EXERCISE BRIEF :: Below are records. Return each one exactly as written.

SUPPLIED DATA ::
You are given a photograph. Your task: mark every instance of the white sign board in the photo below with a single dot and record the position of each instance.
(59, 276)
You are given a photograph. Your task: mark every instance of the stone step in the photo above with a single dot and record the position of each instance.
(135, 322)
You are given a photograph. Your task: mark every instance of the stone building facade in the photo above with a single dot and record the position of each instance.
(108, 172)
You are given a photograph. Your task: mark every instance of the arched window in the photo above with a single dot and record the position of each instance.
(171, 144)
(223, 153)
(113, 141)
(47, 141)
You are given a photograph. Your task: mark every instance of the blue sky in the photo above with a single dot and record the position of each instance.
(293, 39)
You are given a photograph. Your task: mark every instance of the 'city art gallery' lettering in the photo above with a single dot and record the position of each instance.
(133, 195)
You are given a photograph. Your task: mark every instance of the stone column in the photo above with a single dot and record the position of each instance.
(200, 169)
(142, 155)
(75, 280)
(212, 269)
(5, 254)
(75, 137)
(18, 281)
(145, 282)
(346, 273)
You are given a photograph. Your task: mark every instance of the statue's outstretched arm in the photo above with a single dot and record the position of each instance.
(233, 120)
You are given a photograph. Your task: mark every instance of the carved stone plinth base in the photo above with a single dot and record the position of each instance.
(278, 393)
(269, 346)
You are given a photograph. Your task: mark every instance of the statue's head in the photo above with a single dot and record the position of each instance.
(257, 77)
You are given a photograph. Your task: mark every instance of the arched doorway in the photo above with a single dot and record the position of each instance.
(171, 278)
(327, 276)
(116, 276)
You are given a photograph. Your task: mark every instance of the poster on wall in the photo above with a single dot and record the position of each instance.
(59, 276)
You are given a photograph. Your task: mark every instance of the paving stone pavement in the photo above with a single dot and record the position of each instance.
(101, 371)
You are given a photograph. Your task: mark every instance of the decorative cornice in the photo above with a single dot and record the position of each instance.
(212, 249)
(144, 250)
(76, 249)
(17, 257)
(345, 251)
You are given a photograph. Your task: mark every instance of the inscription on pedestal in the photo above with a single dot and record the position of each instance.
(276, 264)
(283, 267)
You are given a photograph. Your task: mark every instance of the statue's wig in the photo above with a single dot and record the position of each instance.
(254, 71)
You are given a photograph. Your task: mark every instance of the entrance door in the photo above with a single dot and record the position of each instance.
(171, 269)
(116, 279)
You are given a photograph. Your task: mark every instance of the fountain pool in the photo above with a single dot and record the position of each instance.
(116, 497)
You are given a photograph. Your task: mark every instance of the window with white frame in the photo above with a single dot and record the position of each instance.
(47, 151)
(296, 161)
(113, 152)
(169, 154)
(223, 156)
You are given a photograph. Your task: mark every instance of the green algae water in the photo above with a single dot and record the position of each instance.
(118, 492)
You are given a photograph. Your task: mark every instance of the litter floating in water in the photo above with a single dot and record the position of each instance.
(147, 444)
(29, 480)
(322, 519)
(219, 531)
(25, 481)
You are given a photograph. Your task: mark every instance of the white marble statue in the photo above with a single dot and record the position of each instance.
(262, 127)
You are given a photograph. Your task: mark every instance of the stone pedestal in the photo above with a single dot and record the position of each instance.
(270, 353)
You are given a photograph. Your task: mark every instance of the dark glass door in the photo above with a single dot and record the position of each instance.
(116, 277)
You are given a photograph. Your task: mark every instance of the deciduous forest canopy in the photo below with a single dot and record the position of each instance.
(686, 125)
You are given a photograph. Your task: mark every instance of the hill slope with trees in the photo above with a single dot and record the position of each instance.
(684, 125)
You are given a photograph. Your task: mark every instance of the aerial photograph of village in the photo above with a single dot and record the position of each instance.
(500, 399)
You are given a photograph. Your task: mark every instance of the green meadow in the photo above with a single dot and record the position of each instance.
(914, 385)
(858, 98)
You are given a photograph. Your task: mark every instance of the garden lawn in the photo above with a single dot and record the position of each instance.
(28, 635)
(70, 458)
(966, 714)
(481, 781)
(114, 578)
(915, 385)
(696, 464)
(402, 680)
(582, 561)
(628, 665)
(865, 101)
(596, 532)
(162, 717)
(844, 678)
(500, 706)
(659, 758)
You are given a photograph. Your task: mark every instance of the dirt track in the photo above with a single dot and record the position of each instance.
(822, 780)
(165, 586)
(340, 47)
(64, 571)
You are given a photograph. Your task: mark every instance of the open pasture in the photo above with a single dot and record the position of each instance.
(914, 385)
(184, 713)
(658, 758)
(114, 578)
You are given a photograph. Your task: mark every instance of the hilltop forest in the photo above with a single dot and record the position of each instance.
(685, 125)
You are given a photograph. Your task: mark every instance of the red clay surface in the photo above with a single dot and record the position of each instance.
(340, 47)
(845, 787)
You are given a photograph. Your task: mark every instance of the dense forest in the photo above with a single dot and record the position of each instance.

TASK RESULT ::
You are given a photograph. Your task: mark every instance of the white sign board in the photo below with a single dot and record the position of each instance.
(59, 276)
You are given a photograph. Your task: mark every instance of the stone step in the photo above with a single dot and record the position of each instance.
(135, 322)
You are given a photograph. Your task: mark every instance of the stone building facade in the photo above with a single dot and record the position of each instance.
(108, 172)
You are given a photograph. Your task: mark every instance of the arched window in the photo above with a single dot and record the position of each instance.
(171, 144)
(223, 153)
(113, 141)
(47, 141)
You are given a photograph. Your task: mark every instance of the blue sky in the photo above with a single dot and record the position of each instance.
(293, 39)
You are given a photograph. Your task: mark every instance of the 'city art gallery' lettering in the photo above with a single dot and record the position of each instance.
(133, 195)
You are given a photograph. Your task: mark every instance of the stone column in the photo above with a single dot and record the position of each instance.
(200, 169)
(142, 155)
(75, 280)
(212, 269)
(5, 254)
(75, 137)
(18, 281)
(145, 282)
(346, 273)
You are given a photograph. Your task: mark every instance of the statue's outstretched arm in the photo above with a single dot and record the position of each instance.
(233, 120)
You are given a photograph. Your task: mark every instance of the carved stone plinth base in the photo above with a single dot and record the position of each instance.
(278, 393)
(269, 346)
You are given a photograph. Your task: mark every instance of the statue's head in the photo above with a single dot and record the position of each instance.
(257, 77)
You are given a photograph. Your task: mark every instance of the arched doorway in the photo above with a single dot and record the position of each instance.
(171, 278)
(327, 276)
(116, 276)
You are given a photograph. Your task: mark every instance of the poster on wall in the photo above with a single dot and record the position of each instance.
(59, 276)
You are given a photograph. Your task: mark every instance of the paving stone pavement in the photo above with a single dot and record the position of each instance.
(101, 371)
You are given a photograph. Your task: mark every instance of the decorative cornice in the photo above with a single dot and record the position of each instance.
(212, 249)
(144, 250)
(76, 249)
(17, 257)
(345, 251)
You are given a photograph. Your task: mark every instance of the inscription on pedestal in the photo above with a single dot and record the position of each instance.
(276, 264)
(283, 267)
You are given a photograph. Your task: mark every instance of the statue's wig in the photo above with a single dot and record the position of each instance.
(254, 71)
You are given a photograph. Your task: mark every instance of the entrance door in the photo above with a single dot and record the position of each instance.
(171, 269)
(116, 279)
You are given a photograph. Your task: mark every instance of the fountain pool in the photo above with a single dot and record the position of each instance.
(116, 497)
You are given a photograph. Your task: mark every instance of the window with white frame in the photo above with a single dot and record the position of each instance.
(47, 151)
(296, 161)
(113, 152)
(169, 154)
(223, 156)
You are given a photograph. Your task: mark every instance of the green algae water in the photo above with a single dot and record the position of each instance.
(118, 492)
You are given a photograph. Your task: mark every instance of the litter floating in water in the photo above with a single dot and record the position of each instance.
(147, 444)
(29, 480)
(322, 519)
(219, 531)
(25, 481)
You are given a photograph. Your task: mark every instance of the white marble statue in the photo above with a single dot and record the position of each instance.
(262, 127)
You are given a photograph. Your task: mark every instance of the stone pedestal in the photo above with a single dot and record the position of each instance.
(270, 353)
You are given a photograph. Your task: mark every instance of the dark glass door in the photo above with a single dot and record the position of each instance.
(116, 277)
You are given a photograph. Your task: mark every instance of the deciduous forest canopy in the photo below with a single dot and record the position of each instance.
(686, 125)
You are given a photograph. Your task: mark every instance of the hill slope with trees in the photo above with a single dot and record the position of each instance.
(684, 125)
You are given a photograph. Your task: mark every instance of the aerial photograph of village in the photo above with a single dot and record the position of each instance.
(500, 399)
You are given a photograph. Your task: mark every instance of the green meadow in the photo above with a single dot and record the position of each instance.
(914, 385)
(858, 98)
You are given a photograph. Your task: mark every instance of the garden lawn in the photo above with a single dot and record the position of each instance.
(28, 635)
(70, 458)
(966, 714)
(481, 781)
(114, 578)
(915, 385)
(696, 464)
(402, 680)
(582, 561)
(628, 665)
(865, 101)
(596, 532)
(162, 717)
(844, 678)
(500, 706)
(659, 758)
You are given a photograph. Your task: mark every instance of the dirt track in the photo above with a single dot and record the position of each instance.
(822, 780)
(165, 586)
(340, 47)
(64, 571)
You are given a photograph. Your task: mark every instance of the open pasture in the photo above with a single dot and record the position of each instance.
(914, 385)
(184, 713)
(658, 758)
(114, 578)
You are given a photograph. Your task: mark every instance of the hilltop forest in the photo above with a single dot and record the position of each instance.
(685, 125)
You are given a photograph. Your task: mark every instance of the red clay surface in the photo above with a single dot and record the position of each instance.
(340, 47)
(845, 787)
You are given a photograph. Your task: mark every instance of the dense forest in the photo above with a single dot and record the position of each instance.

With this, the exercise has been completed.